**What the task asks:**
Reproduce the data exactly.

::::

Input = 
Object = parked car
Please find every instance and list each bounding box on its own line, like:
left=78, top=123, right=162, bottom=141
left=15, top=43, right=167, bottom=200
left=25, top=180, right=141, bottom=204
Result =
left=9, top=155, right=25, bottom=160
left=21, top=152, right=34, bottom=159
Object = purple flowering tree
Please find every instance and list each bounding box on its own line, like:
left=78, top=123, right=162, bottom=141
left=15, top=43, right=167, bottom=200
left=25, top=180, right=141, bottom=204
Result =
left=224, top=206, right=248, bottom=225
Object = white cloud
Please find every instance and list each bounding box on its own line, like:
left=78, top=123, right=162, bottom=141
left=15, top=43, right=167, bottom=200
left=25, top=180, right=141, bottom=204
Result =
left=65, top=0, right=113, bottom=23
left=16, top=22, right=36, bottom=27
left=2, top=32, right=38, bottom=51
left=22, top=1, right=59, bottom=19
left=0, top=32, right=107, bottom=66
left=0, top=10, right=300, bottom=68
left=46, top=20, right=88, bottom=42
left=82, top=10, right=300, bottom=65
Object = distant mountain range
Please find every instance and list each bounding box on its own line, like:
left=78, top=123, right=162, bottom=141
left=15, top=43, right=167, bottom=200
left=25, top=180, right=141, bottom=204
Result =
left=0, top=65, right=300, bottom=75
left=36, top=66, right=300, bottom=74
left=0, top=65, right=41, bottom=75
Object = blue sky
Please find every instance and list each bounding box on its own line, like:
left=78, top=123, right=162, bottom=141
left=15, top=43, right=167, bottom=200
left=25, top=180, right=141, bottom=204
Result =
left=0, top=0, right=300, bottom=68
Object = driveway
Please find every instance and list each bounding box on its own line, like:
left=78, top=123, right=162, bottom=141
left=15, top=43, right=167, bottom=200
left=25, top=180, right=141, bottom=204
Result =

::::

**Expected answer:**
Input = 
Object = parked car
Please find every instance and list each bounding box on its own line, like:
left=78, top=123, right=162, bottom=141
left=15, top=43, right=167, bottom=200
left=25, top=180, right=141, bottom=204
Result =
left=9, top=155, right=25, bottom=160
left=21, top=152, right=34, bottom=159
Object = purple flowering tree
Please find every instance and list each bounding box on its own line, like:
left=78, top=123, right=162, bottom=141
left=15, top=43, right=167, bottom=200
left=25, top=180, right=141, bottom=204
Result =
left=224, top=206, right=248, bottom=225
Object = white cloud
Please find every instance and list each bounding box on its own line, like:
left=78, top=123, right=162, bottom=141
left=15, top=43, right=167, bottom=200
left=25, top=180, right=141, bottom=204
Result =
left=65, top=0, right=113, bottom=23
left=16, top=22, right=36, bottom=27
left=2, top=32, right=38, bottom=51
left=22, top=1, right=59, bottom=19
left=0, top=32, right=107, bottom=66
left=0, top=10, right=300, bottom=68
left=46, top=20, right=88, bottom=42
left=82, top=10, right=300, bottom=65
Object = distant mountain range
Please find every instance and list each bounding box on its own line, like:
left=78, top=123, right=162, bottom=141
left=15, top=43, right=167, bottom=200
left=25, top=180, right=141, bottom=204
Result =
left=0, top=65, right=300, bottom=75
left=36, top=66, right=300, bottom=74
left=0, top=65, right=41, bottom=75
Object = blue sky
Please find every instance and list each bounding box on its own line, like:
left=78, top=123, right=162, bottom=141
left=15, top=43, right=167, bottom=200
left=25, top=180, right=141, bottom=204
Result =
left=0, top=0, right=300, bottom=68
Object = driveway
Please find every instance and list each bounding box on its own line, like:
left=78, top=123, right=162, bottom=141
left=15, top=43, right=167, bottom=200
left=25, top=180, right=141, bottom=204
Result =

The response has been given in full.